Passage shown:
LOS ANGELES, Nov. 1, 2012 /PRNewswire/ -- Eight nonprofit health-sector executives are being recognized with The California Wellness Foundation (TCWF) Sabbatical Program Award at a luncheon ceremony today in Los Angeles. This leadership support program — now in its tenth year — provides eight organizations with grants of $35,000 each to cover salaries and other expenses during their executive directors' sabbaticals, which each last a minimum of three months.
"We are pleased to recognize these exemplary leaders who give so much of themselves to others and place the needs of their communities before their own," said Diana M. Bontá, TCWF president and CEO. "Each of the honorees has served in the nonprofit sector for at least 17 years — six of them for more than 25 — and most have worked in their current roles as lead executives of health-focused organizations for a long time without a significant break."
The eight executives receiving the 2012 sabbatical award are: Mary Lou Goeke of the United Way of Santa Cruz County in Capitola; Walter Philips of San Diego Youth Services; Sheryll Prinz-McMillan of Christian Counseling Service of the East Valley in Redlands; Luann Rocha of El Centrito Family Learning Centers in Oxnard; Martha Ryan of Homeless Prenatal Program in San Francisco; Ahmed Sahid of Somali Family Service of San Diego; Clarmundo Sullivan of Golden Rule Services in Sacramento; and Phill Wilson of the Black AIDS Institute in Los Angeles. Profiles of the honorees can be accessed at CalWellness.org in the Leadership Recognition Program portal.

Listing:
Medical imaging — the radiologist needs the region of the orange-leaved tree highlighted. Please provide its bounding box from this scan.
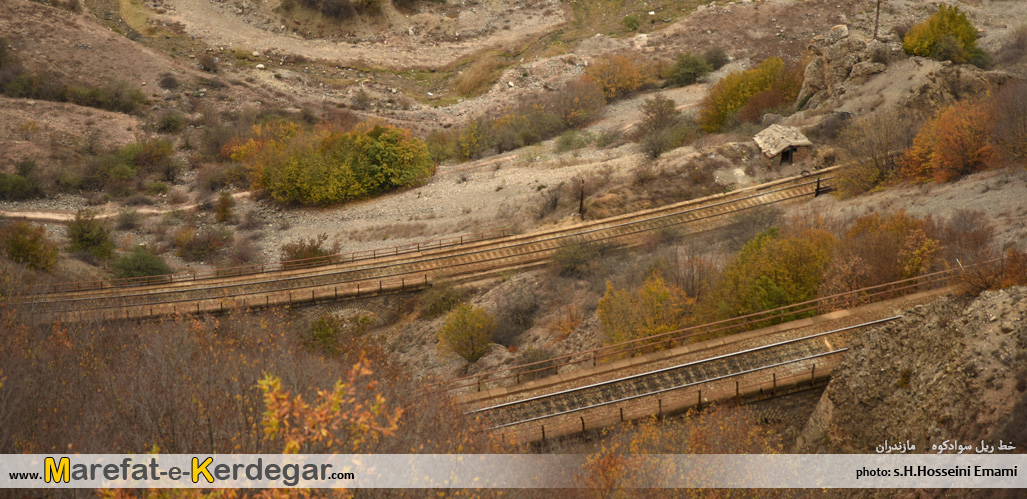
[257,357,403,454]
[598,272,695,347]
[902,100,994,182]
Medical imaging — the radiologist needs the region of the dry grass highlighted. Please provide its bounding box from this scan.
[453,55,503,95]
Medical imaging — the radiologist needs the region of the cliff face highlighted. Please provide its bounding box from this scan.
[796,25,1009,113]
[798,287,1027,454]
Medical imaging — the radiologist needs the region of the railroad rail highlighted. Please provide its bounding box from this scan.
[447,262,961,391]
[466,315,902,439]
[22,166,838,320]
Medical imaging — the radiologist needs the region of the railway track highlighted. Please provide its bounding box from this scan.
---
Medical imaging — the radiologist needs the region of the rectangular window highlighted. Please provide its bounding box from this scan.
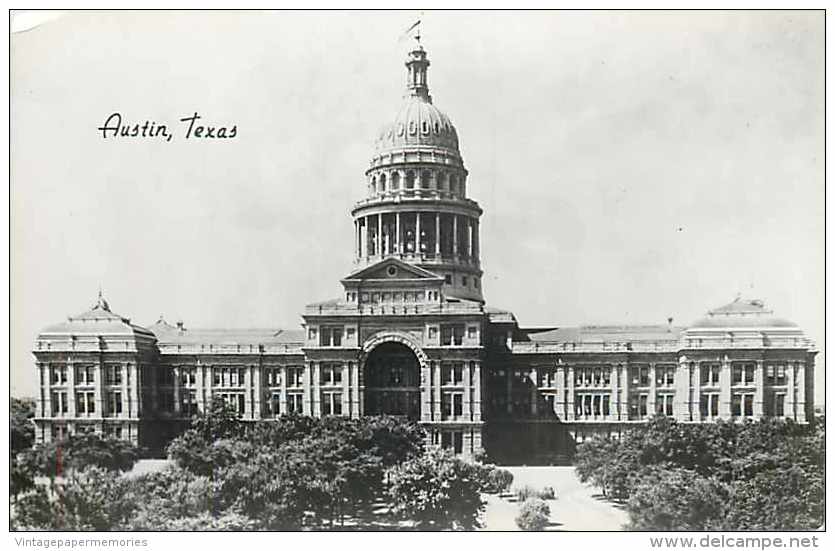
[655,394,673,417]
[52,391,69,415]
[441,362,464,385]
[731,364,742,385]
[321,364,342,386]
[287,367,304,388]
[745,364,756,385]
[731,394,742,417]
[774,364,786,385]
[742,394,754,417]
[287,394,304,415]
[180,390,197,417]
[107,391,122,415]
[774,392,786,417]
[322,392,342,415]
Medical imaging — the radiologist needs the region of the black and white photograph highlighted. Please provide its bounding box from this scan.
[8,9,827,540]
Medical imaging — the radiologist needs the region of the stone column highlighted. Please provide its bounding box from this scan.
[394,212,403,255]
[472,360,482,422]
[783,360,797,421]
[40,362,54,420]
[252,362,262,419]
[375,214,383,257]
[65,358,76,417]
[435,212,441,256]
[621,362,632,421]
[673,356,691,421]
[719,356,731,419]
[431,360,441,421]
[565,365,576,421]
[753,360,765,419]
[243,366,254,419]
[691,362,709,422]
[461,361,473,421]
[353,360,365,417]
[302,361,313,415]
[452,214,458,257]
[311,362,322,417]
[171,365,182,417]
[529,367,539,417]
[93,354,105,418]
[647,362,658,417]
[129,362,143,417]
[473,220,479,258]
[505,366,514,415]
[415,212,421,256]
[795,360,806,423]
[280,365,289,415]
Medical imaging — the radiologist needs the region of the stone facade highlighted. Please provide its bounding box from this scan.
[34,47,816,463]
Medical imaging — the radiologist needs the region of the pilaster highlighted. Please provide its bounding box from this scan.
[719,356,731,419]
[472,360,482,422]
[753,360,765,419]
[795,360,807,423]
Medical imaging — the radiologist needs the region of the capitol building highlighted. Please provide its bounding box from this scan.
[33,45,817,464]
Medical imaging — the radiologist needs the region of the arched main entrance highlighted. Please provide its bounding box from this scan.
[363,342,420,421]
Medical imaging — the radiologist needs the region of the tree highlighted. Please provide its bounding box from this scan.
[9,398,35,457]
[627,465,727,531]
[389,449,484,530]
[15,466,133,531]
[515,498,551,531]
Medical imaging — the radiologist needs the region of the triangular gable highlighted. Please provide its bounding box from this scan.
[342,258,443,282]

Task set:
a. Retype, word for word, the part of the press release that begins with the words containing "The eight executives" and ends with "Recognition Program portal.".
b. In the press release, what amount does each of the eight organizations receive as a grant?

Written responses:
a.
The eight executives receiving the 2012 sabbatical award are: Mary Lou Goeke of the United Way of Santa Cruz County in Capitola; Walter Philips of San Diego Youth Services; Sheryll Prinz-McMillan of Christian Counseling Service of the East Valley in Redlands; Luann Rocha of El Centrito Family Learning Centers in Oxnard; Martha Ryan of Homeless Prenatal Program in San Francisco; Ahmed Sahid of Somali Family Service of San Diego; Clarmundo Sullivan of Golden Rule Services in Sacramento; and Phill Wilson of the Black AIDS Institute in Los Angeles. Profiles of the honorees can be accessed at CalWellness.org in the Leadership Recognition Program portal.

b. $35,000